- [TAREAS PENDIENTES]:
a - Responde con datos del fragmento sobre la abuela:
(i) ¿De qué iglesia es el campanario que se ve desde la ventana?
(ii) ¿Qué río se helaba en invierno?
(iii) ¿A qué puerto llegó la abuela en carreta?
b - Continúa el fragmento sobre la abuela a partir de su última oración.

- [TEXTO PROPORCIONADO]:
===============

A la noche no puedo dormir y abro la ventana de mi cuarto del único piso del único hostal del que soy única huésped. Brilla la luna y hace frío. Contemplo los tejados silenciosos, la plaza y el campanario de San Vicente, la protección de las montañas. Siento un gran sosiego. Por estas calles imagino a mi abuela de la mano de su abuelo a quien adoraba (“era mi padre, mi abuelo y mi padrino”). El tiempo se escurre hacia el pasado hasta tocar una raíz viva, una larga genealogía de humildes gentes campesinas. Recupero a mi abuela de una manera intensa; comprendo su alegría natural, su laboriosidad, su severidad religiosa, su humor para las debilidades humanas, su estoicismo ante la muerte. Esta aldea es como ella o ella era como su aldea. La protectora montaña de Susarón, el río Porma, que se helaba en invierno; el cuidar las ovejas, las terribles nevadas; los bailes en el verano de la plaza, la memoria oral de incontables coplas y cuentos y canciones; la despedida inconcebible, el viaje en carreta hasta el puerto de Gijón, con su madre y hermanos; el aprendizaje de ocultar el miedo y el llanto; el barco, el mar demasiado inmenso para sus siete años.

===============

- [MATERIAL PROPORCIONADO]:
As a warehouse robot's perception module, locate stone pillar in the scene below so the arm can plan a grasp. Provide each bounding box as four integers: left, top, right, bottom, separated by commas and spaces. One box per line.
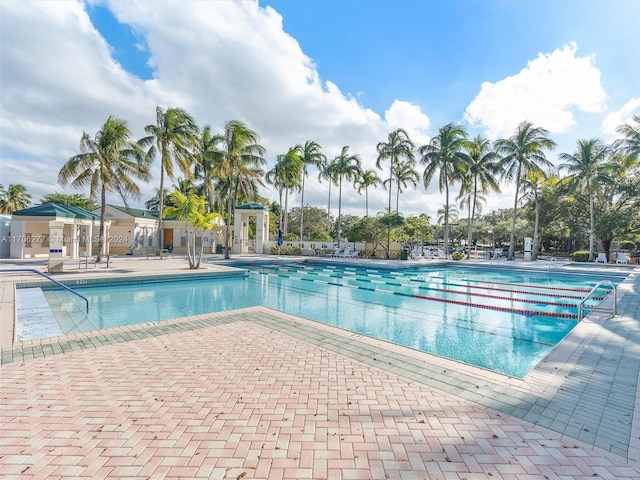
48, 220, 64, 273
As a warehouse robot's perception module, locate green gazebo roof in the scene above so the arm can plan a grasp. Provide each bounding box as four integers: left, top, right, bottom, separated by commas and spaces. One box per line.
109, 204, 158, 220
12, 203, 100, 220
236, 202, 269, 210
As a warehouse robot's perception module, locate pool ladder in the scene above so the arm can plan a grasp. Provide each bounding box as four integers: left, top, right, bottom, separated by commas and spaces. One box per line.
0, 268, 89, 313
578, 280, 618, 321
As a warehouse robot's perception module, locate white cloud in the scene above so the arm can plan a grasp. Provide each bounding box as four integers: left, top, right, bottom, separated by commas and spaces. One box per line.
602, 97, 640, 139
384, 100, 431, 147
0, 1, 444, 215
464, 43, 606, 139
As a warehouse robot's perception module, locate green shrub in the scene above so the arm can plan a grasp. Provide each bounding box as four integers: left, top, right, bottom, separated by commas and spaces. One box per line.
451, 252, 466, 260
571, 250, 589, 262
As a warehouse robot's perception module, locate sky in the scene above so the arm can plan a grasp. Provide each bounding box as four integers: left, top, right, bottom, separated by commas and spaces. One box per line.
0, 0, 640, 221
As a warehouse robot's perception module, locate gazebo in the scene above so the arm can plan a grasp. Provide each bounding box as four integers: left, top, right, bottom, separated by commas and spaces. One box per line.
231, 202, 269, 253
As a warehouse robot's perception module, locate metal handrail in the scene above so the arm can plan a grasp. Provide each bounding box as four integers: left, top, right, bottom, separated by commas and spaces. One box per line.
578, 280, 618, 321
0, 268, 89, 313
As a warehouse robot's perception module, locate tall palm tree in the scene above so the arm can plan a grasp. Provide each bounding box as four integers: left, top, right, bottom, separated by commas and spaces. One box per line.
265, 147, 304, 233
388, 161, 420, 212
460, 135, 501, 258
356, 170, 380, 217
140, 107, 200, 248
495, 121, 556, 260
522, 170, 548, 260
376, 128, 415, 213
559, 138, 610, 262
58, 116, 149, 261
216, 120, 266, 259
295, 140, 327, 240
617, 115, 640, 157
194, 125, 222, 212
144, 188, 175, 212
334, 145, 361, 248
318, 159, 338, 231
418, 123, 469, 253
0, 183, 31, 213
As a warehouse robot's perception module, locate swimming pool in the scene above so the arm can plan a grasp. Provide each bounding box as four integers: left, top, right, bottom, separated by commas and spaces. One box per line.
17, 262, 623, 378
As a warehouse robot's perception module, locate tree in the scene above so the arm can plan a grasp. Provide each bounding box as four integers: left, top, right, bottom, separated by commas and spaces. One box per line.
418, 123, 470, 255
144, 188, 175, 212
194, 125, 222, 212
140, 107, 200, 248
295, 140, 327, 240
376, 128, 415, 213
58, 116, 149, 262
617, 115, 640, 158
495, 121, 556, 260
460, 135, 500, 258
594, 149, 640, 257
215, 120, 266, 259
403, 213, 434, 251
162, 188, 220, 269
385, 161, 420, 212
334, 145, 361, 248
265, 147, 303, 234
355, 170, 380, 217
559, 138, 609, 262
318, 159, 338, 235
40, 192, 98, 211
0, 183, 31, 213
522, 170, 547, 260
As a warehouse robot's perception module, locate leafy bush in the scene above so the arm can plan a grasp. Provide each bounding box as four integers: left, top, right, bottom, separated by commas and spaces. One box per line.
571, 250, 589, 262
451, 252, 466, 260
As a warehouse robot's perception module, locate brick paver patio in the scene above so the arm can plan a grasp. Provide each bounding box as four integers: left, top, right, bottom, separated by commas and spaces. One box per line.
0, 258, 640, 480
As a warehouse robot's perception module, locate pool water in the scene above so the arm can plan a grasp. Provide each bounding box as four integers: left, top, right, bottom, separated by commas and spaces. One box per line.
21, 262, 622, 378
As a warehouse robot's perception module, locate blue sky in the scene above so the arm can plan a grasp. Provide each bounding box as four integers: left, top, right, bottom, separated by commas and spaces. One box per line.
0, 0, 640, 218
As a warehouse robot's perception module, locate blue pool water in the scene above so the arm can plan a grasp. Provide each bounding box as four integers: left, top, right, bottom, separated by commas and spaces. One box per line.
21, 262, 622, 378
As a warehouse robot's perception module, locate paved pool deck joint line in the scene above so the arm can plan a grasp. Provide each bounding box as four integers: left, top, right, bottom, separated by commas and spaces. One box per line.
0, 255, 640, 479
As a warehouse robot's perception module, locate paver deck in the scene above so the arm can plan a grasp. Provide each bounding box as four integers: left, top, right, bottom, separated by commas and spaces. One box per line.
0, 255, 640, 479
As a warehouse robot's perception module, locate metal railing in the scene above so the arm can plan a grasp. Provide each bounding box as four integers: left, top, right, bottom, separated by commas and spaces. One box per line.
0, 268, 89, 313
578, 280, 618, 321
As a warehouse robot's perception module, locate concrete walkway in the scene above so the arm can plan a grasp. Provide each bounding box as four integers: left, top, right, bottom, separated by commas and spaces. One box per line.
0, 253, 640, 479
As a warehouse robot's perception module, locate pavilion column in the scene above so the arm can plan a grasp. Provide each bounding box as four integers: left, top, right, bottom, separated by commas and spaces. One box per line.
48, 220, 64, 273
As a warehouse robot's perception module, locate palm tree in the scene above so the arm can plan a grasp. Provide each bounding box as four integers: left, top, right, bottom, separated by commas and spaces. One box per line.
140, 107, 199, 248
215, 120, 266, 259
58, 116, 149, 261
385, 161, 420, 212
318, 159, 338, 231
144, 188, 175, 212
265, 148, 304, 233
460, 135, 500, 258
194, 125, 222, 212
522, 170, 548, 260
617, 115, 640, 157
559, 138, 610, 262
376, 128, 414, 213
356, 170, 380, 217
162, 188, 220, 269
295, 140, 327, 240
495, 121, 556, 260
0, 183, 31, 213
334, 145, 361, 248
418, 123, 470, 252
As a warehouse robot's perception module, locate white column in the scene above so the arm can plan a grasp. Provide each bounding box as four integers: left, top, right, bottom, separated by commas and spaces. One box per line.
49, 220, 64, 273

===============

- [RESULTADOS DEL EJERCICIO]:
a -
(i) De San Vicente.
(ii) El río Porma.
(iii) Al puerto de Gijón.

b -
No hay en Lillo nada monumental, solo la huella de generaciones de hombres y mujeres anónimos, pastores y labriegos, que iban a la iglesia a anotar bautismos, casamientos y defunciones y que sólo por eso se sabe de ellos. Me conmueve hasta los huesos esta humildad de vivir, la comprensión de algo que va más allá de la filiación genealógica, una imagen del pueblo, de años y años de trabajo durísimo, de emigración, de irse poco menos que a la nada, de dejarlo todo, de inventarse una pertenencia en un lugar desconocido: el sentido profundo de una épica innumerable, puramente humana.
La fotocopia del libro de bautismos, una bolsita con tierra de Lillo, fotos de las casas viejas contra la montaña, hojas del castaño, piedras del río Porma, una imagen de San Vicente, todo esto llevo en mi bolso cuando dejo Lillo. Pienso que ella lo aprobaría que, de haber sabido, de haber podido, éste habría sido también su equipaje.